▸ TASK DETAILS:
Reproduce the whole listing, character for character.

Items from a dataset:
◇ ◇ ◇ ◇

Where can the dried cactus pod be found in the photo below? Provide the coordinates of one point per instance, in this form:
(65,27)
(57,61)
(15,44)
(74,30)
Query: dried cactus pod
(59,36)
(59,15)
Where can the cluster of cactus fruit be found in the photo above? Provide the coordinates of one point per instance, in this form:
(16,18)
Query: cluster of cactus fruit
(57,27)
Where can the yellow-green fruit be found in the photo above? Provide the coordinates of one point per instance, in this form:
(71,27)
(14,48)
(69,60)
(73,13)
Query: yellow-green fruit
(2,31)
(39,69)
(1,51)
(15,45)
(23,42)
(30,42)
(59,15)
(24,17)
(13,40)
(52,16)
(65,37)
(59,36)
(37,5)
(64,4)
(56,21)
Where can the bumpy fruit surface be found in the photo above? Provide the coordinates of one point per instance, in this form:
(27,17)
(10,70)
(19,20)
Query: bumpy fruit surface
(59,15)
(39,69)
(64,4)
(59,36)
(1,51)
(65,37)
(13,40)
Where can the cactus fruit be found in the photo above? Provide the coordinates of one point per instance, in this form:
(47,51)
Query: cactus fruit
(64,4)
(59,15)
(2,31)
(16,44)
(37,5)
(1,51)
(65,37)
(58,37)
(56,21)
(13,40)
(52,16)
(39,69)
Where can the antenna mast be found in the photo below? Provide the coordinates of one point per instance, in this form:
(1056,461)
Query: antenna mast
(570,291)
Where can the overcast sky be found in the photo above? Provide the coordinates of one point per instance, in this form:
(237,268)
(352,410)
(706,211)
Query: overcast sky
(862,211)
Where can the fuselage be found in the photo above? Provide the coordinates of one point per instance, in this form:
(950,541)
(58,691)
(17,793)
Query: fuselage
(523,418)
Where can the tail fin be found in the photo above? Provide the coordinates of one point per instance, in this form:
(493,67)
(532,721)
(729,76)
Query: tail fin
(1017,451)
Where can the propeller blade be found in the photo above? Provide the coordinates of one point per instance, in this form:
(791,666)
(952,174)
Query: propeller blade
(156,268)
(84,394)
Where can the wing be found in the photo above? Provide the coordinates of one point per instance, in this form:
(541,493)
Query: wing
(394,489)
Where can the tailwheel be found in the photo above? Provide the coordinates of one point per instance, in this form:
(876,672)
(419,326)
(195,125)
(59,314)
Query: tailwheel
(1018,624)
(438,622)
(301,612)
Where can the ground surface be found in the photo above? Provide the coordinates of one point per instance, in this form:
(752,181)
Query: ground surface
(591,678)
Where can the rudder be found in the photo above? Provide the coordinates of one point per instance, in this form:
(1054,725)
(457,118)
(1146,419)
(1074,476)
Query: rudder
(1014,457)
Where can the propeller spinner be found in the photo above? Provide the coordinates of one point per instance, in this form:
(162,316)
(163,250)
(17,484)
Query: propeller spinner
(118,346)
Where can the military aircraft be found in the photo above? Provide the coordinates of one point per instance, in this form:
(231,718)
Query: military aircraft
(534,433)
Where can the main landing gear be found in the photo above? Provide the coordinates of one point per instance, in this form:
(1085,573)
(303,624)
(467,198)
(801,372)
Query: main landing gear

◇ ◇ ◇ ◇

▸ IN RESPONSE:
Where can the dried cactus pod be found in the photo below? Provide the coordinates of one point per instance, in this form:
(65,27)
(57,61)
(15,44)
(74,30)
Query: dried cactus pod
(59,36)
(59,15)
Where can the cluster of cactus fruit be found in the photo above? Provide the coordinates of one point per instance, in this form:
(16,18)
Query: cluster of cactus fruit
(57,27)
Where can the yellow-green fruit be found in the photo above? Provide the coordinates of one point per instance, in this form:
(71,27)
(14,48)
(69,60)
(73,13)
Query: yellow-green fruit
(2,31)
(39,69)
(1,51)
(15,45)
(23,42)
(30,42)
(59,15)
(24,17)
(13,40)
(52,16)
(65,37)
(59,36)
(37,5)
(64,4)
(56,21)
Where can the bumpy fruit surface be found in the photo above? Provide the coordinates of one point per instance, in this form:
(27,17)
(10,70)
(19,20)
Query: bumpy fruit surface
(59,15)
(39,69)
(64,4)
(59,36)
(1,51)
(65,37)
(13,40)
Where can the cactus fruit be found in the photo above? Provide the coordinates of one point per instance, in this form:
(47,51)
Query: cactus fruit
(64,4)
(59,15)
(2,31)
(16,44)
(37,5)
(1,51)
(65,37)
(58,37)
(56,21)
(13,40)
(52,16)
(39,69)
Where can the antenna mast be found in the photo below? Provide the coordinates of one point per instance, in this form:
(1056,461)
Query: antenna mast
(570,291)
Where can the overcast sky be found in the photo above? Provide the coordinates of one point per instance, in this form:
(237,268)
(352,410)
(706,211)
Query: overcast sky
(862,211)
Where can the fuselage be found in the photo above? Provide the coordinates of one point per instance, in this form:
(950,541)
(58,691)
(17,793)
Query: fuselage
(523,418)
Where can the tail fin be found in the photo above? Provide the coordinates of one point per instance, in this form:
(493,67)
(532,721)
(729,76)
Query: tail fin
(1017,451)
Where can the propeller blade be found in the photo above? Provide the coordinates of one point per instance, in this form:
(791,666)
(952,174)
Query: propeller blade
(156,268)
(84,394)
Where can the wing be found in the photo above? Provide the coordinates of one point per instance, in this form:
(541,493)
Query: wing
(394,489)
Where can the tailwheel be found in the photo above? Provide the coordinates of one point per instance, in this form:
(876,672)
(419,326)
(195,125)
(59,314)
Query: tailwheel
(1018,624)
(438,622)
(301,612)
Where can the ground surface be found in the photo above? Provide the coordinates of one point per instance, in this form:
(752,181)
Query: ground surface
(591,678)
Where can the rudder be found in the photo above? Provide the coordinates of one point per instance, in this form:
(1054,725)
(457,118)
(1146,419)
(1074,476)
Query: rudder
(1014,457)
Where can the propeller spinner be found in the photo above? Provide the coordinates of one point per instance, in this form:
(162,316)
(163,250)
(17,484)
Query: propeller spinner
(118,346)
Where can the military aircraft be found in the photo above? Provide the coordinates of one point per instance, in this form:
(231,718)
Query: military aircraft
(534,433)
Where can the main landing gear be found in the photo above? Provide the coordinates of one point per instance, in this form:
(1085,573)
(303,624)
(467,198)
(801,372)
Query: main landing gear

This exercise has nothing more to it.